*Directions*: Lay out the listing as a Markdown table with the columns Row and Line, covering only the lines from the one containing "Point out every instance of the metal" up to and including the one containing "(1107, 783)". Leave out blank lines.

*Data shown*:

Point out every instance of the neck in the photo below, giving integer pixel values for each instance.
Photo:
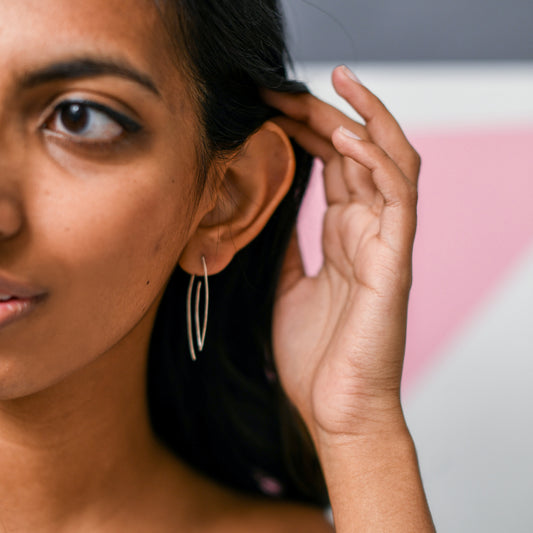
(81, 447)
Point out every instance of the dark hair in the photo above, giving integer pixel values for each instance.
(226, 414)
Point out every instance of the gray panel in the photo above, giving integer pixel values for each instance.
(343, 30)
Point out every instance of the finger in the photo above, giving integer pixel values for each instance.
(380, 124)
(398, 217)
(338, 188)
(322, 118)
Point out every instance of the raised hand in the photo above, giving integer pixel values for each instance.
(339, 338)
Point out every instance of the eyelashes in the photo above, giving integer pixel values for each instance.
(89, 124)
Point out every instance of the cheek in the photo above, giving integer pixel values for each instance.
(104, 249)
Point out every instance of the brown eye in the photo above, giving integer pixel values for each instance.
(74, 117)
(89, 122)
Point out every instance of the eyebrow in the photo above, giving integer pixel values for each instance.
(84, 68)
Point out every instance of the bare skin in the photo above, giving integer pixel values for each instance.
(95, 220)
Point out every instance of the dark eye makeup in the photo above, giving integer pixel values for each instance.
(78, 117)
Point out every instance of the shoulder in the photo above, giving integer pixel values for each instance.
(282, 517)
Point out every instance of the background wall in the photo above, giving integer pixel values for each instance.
(378, 30)
(468, 372)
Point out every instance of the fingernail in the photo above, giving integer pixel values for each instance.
(349, 133)
(350, 74)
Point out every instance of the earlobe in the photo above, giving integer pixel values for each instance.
(254, 184)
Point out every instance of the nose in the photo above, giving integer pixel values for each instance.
(10, 216)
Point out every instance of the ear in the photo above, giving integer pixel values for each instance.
(253, 185)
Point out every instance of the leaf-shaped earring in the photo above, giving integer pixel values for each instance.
(200, 331)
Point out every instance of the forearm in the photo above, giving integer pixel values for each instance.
(374, 485)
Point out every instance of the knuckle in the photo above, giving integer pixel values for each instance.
(416, 159)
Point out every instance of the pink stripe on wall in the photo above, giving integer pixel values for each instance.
(475, 218)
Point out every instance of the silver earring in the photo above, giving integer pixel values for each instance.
(200, 332)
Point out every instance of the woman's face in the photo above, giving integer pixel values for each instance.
(97, 170)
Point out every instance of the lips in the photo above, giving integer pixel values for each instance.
(17, 299)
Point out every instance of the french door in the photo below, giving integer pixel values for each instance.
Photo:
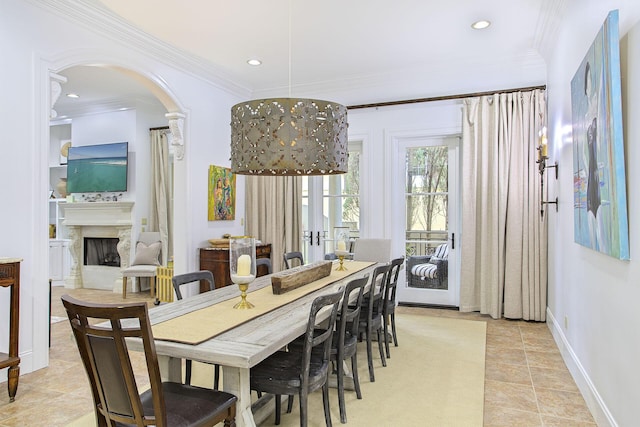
(427, 170)
(330, 202)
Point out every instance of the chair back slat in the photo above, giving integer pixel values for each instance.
(376, 291)
(320, 332)
(350, 310)
(392, 281)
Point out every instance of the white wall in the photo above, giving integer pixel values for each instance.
(596, 294)
(32, 44)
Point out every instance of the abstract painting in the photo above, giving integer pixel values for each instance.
(222, 193)
(600, 198)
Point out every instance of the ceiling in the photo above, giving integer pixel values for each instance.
(358, 50)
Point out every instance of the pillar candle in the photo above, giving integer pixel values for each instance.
(244, 265)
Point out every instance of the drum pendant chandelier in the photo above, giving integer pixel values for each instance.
(289, 136)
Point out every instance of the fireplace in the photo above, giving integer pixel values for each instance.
(100, 246)
(101, 251)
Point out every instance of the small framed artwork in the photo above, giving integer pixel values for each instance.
(64, 150)
(222, 194)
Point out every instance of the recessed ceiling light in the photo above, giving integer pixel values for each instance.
(480, 25)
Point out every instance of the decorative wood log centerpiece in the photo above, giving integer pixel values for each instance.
(289, 280)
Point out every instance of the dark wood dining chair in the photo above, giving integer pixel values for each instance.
(105, 355)
(389, 305)
(371, 318)
(301, 372)
(289, 256)
(183, 279)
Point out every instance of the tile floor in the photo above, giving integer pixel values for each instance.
(526, 380)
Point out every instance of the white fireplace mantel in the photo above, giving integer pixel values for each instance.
(97, 219)
(98, 213)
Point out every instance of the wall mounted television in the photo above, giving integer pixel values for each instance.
(97, 168)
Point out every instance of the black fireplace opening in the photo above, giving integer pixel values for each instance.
(101, 251)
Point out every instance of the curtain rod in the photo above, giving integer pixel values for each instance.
(442, 98)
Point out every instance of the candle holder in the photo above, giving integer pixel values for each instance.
(341, 242)
(242, 266)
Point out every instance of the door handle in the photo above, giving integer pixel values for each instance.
(308, 235)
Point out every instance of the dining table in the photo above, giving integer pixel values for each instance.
(251, 339)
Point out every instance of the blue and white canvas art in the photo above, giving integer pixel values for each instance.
(600, 197)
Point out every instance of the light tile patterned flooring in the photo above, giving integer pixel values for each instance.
(526, 380)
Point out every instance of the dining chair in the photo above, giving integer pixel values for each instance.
(288, 256)
(183, 279)
(389, 304)
(266, 262)
(344, 342)
(378, 250)
(105, 354)
(302, 372)
(372, 321)
(148, 254)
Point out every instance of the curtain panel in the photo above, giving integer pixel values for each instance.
(504, 237)
(274, 213)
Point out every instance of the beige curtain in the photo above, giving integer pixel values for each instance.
(504, 237)
(274, 213)
(160, 210)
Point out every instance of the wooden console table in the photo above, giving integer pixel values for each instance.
(216, 260)
(10, 277)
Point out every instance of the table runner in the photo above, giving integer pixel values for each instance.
(200, 325)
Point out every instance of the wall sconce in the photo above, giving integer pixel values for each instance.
(542, 166)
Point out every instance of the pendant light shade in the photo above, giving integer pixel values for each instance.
(289, 136)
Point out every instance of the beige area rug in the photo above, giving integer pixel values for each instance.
(434, 378)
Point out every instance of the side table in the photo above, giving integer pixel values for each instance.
(10, 277)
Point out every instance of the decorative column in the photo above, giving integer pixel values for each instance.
(124, 251)
(176, 126)
(74, 281)
(56, 90)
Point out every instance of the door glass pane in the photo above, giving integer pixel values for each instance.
(341, 200)
(427, 215)
(337, 200)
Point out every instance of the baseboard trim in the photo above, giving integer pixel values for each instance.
(415, 304)
(601, 414)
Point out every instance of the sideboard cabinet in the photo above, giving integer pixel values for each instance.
(216, 260)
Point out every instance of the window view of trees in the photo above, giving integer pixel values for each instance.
(426, 198)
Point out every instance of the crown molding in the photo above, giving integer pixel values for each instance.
(95, 17)
(548, 26)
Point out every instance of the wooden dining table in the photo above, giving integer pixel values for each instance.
(244, 346)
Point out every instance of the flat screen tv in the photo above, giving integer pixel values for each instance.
(97, 168)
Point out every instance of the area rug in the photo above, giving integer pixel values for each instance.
(435, 377)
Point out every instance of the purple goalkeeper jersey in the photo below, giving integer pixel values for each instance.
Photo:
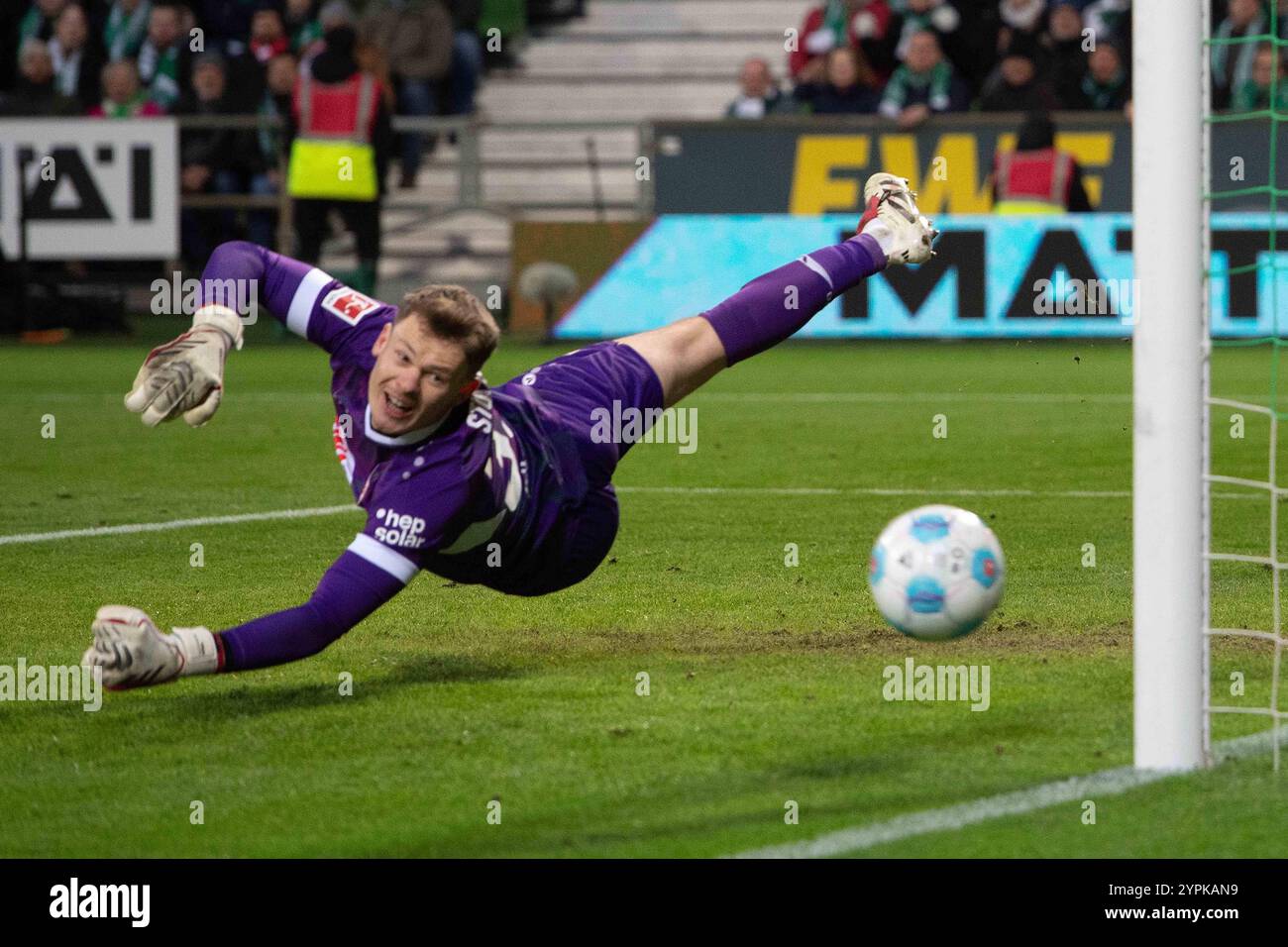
(472, 499)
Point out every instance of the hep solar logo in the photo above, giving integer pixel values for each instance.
(400, 530)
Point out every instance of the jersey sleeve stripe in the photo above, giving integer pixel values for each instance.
(304, 299)
(384, 558)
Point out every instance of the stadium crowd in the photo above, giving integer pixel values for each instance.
(141, 58)
(910, 59)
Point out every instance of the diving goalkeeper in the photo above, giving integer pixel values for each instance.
(503, 487)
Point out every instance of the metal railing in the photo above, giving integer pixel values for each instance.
(468, 162)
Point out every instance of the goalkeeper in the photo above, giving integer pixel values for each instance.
(505, 487)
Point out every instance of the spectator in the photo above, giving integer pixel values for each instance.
(304, 27)
(467, 55)
(40, 20)
(864, 25)
(850, 86)
(1109, 21)
(125, 29)
(416, 38)
(35, 91)
(123, 93)
(1232, 63)
(1067, 59)
(923, 85)
(1026, 17)
(270, 145)
(1106, 86)
(335, 13)
(268, 34)
(1254, 94)
(211, 159)
(335, 103)
(1037, 178)
(936, 16)
(759, 94)
(163, 58)
(1016, 85)
(76, 63)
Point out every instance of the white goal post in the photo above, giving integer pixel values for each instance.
(1170, 356)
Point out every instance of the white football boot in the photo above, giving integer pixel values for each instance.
(900, 227)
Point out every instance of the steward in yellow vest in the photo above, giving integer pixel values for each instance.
(340, 146)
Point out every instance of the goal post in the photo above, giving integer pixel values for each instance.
(1170, 347)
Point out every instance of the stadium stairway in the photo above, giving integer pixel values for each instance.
(625, 62)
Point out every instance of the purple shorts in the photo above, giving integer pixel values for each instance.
(580, 389)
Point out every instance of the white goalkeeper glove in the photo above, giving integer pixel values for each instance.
(185, 376)
(133, 652)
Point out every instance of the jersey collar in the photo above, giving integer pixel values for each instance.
(411, 437)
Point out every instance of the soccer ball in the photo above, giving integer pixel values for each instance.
(936, 573)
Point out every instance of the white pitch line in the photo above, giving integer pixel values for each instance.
(885, 491)
(171, 525)
(26, 538)
(1107, 783)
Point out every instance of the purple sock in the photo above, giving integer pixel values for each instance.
(758, 317)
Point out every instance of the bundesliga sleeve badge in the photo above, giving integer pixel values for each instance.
(349, 304)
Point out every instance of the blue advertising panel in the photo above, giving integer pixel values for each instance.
(1067, 275)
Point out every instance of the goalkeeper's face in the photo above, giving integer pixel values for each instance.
(417, 377)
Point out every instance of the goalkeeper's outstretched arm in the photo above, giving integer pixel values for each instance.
(185, 376)
(134, 652)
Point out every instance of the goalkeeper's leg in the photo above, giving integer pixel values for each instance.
(773, 307)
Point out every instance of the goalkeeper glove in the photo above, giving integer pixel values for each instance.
(133, 652)
(187, 375)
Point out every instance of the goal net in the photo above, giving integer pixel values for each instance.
(1207, 561)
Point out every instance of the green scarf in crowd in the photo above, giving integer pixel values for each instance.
(124, 34)
(125, 110)
(939, 80)
(836, 22)
(31, 24)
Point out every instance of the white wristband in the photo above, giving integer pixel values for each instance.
(198, 648)
(220, 317)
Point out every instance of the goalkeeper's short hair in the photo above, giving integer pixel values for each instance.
(456, 315)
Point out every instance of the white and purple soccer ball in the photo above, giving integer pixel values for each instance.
(936, 573)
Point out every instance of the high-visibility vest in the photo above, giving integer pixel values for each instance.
(1033, 182)
(331, 155)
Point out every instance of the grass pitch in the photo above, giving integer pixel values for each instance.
(764, 680)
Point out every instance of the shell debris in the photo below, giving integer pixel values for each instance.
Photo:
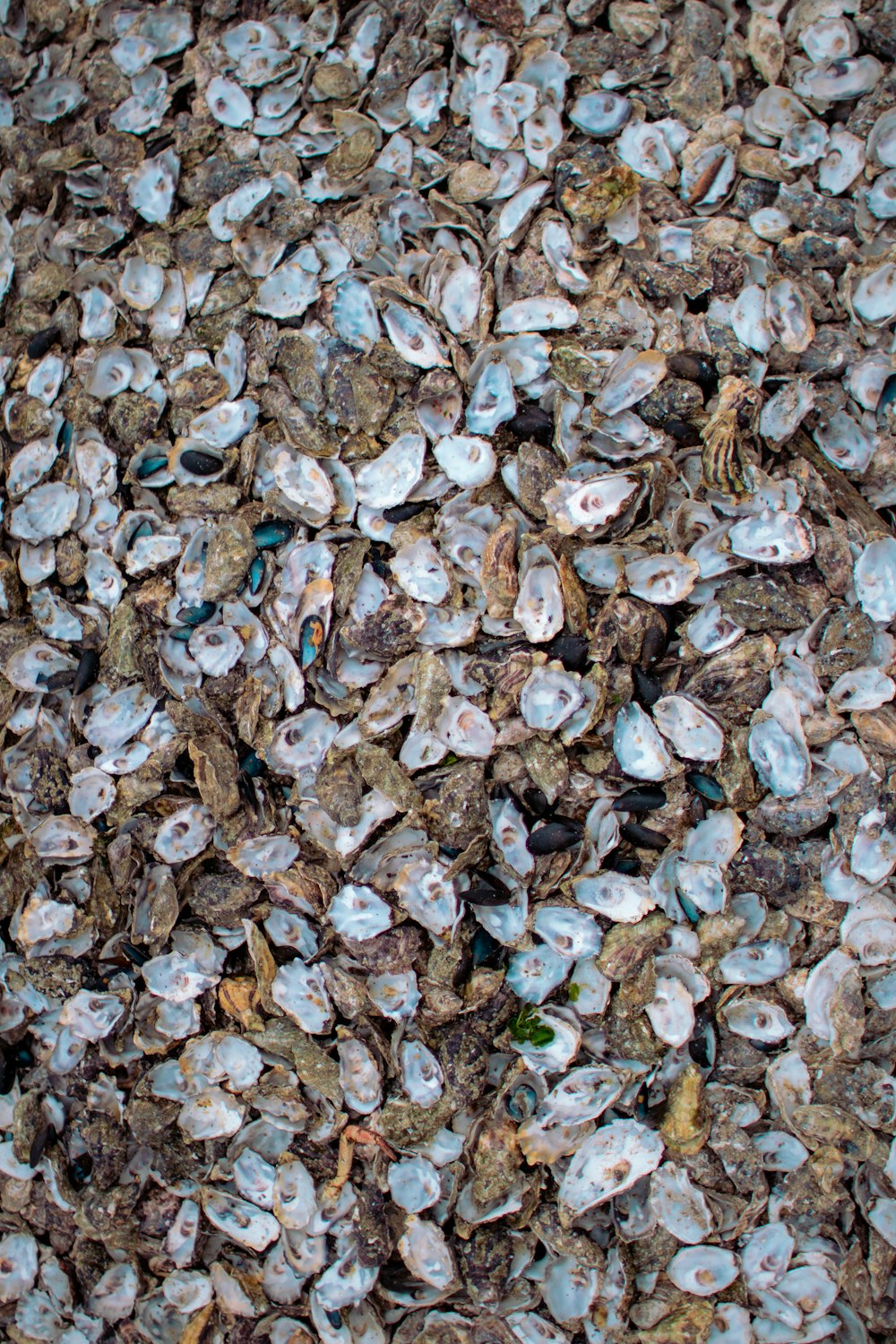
(447, 755)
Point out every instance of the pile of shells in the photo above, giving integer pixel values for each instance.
(447, 747)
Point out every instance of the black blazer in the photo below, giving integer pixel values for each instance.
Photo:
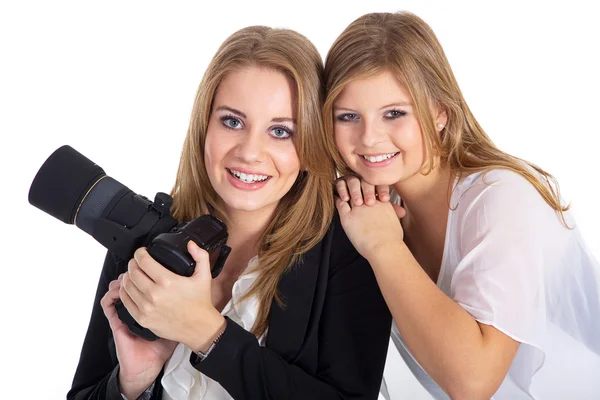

*Final result*:
| Row | Line |
|---|---|
| 1 | Point out every instance of the metal railing in the photo above, giving integer pixel values for each instance. |
| 2 | (468, 162) |
| 3 | Point out every instance of the goalkeeper in the photo above, giving integer pixel values for each instance. |
| 4 | (505, 487) |
| 5 | Point out every instance of the spectator in the photo above, giving integer pixel values for each instance. |
| 6 | (304, 27) |
| 7 | (467, 55) |
| 8 | (40, 20) |
| 9 | (864, 25) |
| 10 | (850, 86) |
| 11 | (1109, 21) |
| 12 | (125, 29) |
| 13 | (416, 38) |
| 14 | (35, 91) |
| 15 | (123, 93) |
| 16 | (1232, 63) |
| 17 | (1067, 59) |
| 18 | (923, 85) |
| 19 | (1026, 17) |
| 20 | (270, 145) |
| 21 | (1106, 86) |
| 22 | (335, 13) |
| 23 | (268, 34) |
| 24 | (1254, 94) |
| 25 | (211, 159) |
| 26 | (335, 103) |
| 27 | (1037, 178) |
| 28 | (936, 16) |
| 29 | (759, 94) |
| 30 | (163, 58) |
| 31 | (1016, 85) |
| 32 | (76, 63) |
| 33 | Point out every instance of the white goal post in the photo above, giving integer pixel values for each instance. |
| 34 | (1170, 356) |
| 35 | Point out every instance of the white football boot in the photo above, giving integer pixel values for each instance. |
| 36 | (900, 227) |
| 37 | Point out every instance of the steward in yellow vest in the photo above, giving integer pixel values for each instance. |
| 38 | (340, 146) |
| 39 | Point out every instance of the goal post in the photo above, giving integer pixel values for each instance. |
| 40 | (1170, 347) |
| 41 | Point out every instance of the stadium stairway in the photo above, giving integer pixel values for each instance. |
| 42 | (625, 62) |
| 43 | Point out every instance of the purple shorts in the photo above, giving integer pixel values for each instance. |
| 44 | (580, 389) |
| 45 | Point out every instance of the white goalkeeper glove in the photo above, giving integer pixel values for each instance. |
| 46 | (185, 376) |
| 47 | (133, 652) |
| 48 | Point out every instance of the jersey collar in the photo above, giving integer pixel values for each instance. |
| 49 | (411, 437) |
| 50 | Point out every instance of the soccer ball in the photo above, giving integer pixel values for each instance. |
| 51 | (936, 573) |
| 52 | Point out every instance of the white pitch line in the photo above, giving integer pixel values for each instance. |
| 53 | (885, 491) |
| 54 | (171, 525) |
| 55 | (26, 538) |
| 56 | (1107, 783) |